- **STATED TASK**: In the biography of Habib-ur-Rehman Ludhianvi, where did his grandfather die fighting in 1857?

- **DOCUMENT EXCERPT**:
Habib-ur-Rehman Ludhianvi (3 July 1892 – 2 September 1956) was one of the founders of Majlis-e-Ahrar-e-Islam. He belonged to an Arain (tribe) and was a direct lineal descendant of Shah Abdul Qadir Ludhianvi, the freedom fighter against British Colonial rule during the Indian Rebellion of 1857.

Biography

Family history
Habib-ur-Rehman Ludhianvi's grandfather Shah Abdul Qadir Ludhianvi led an armed rebellion against the British East India Company during the Indian Rebellion of 1857 and was among the first ones to rebel against them from the Punjab. He gathered a large fighting force that drove the British out of not only Ludhiana but also Panipat. This fighting force included Muslims, Hindus and Sikhs. He then proceeded to Delhi to support the Mughal emperor Bahadur Shah Zafar. He gave his life fighting along with thousands of others at Chandni Chowk, Delhi in 1857.
Habib-ur-Rehman Ludhianvi was born on 3 July 1892 at Ludhiana, British India. He married Bibi Shafatunnisa, the daughter of Abdul Aziz.

- **DATA PROVIDED**:
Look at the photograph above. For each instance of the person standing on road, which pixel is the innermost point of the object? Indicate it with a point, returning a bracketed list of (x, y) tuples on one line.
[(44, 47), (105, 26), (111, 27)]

- **RESULT OF THE TASK**: At Chandni Chowk, Delhi.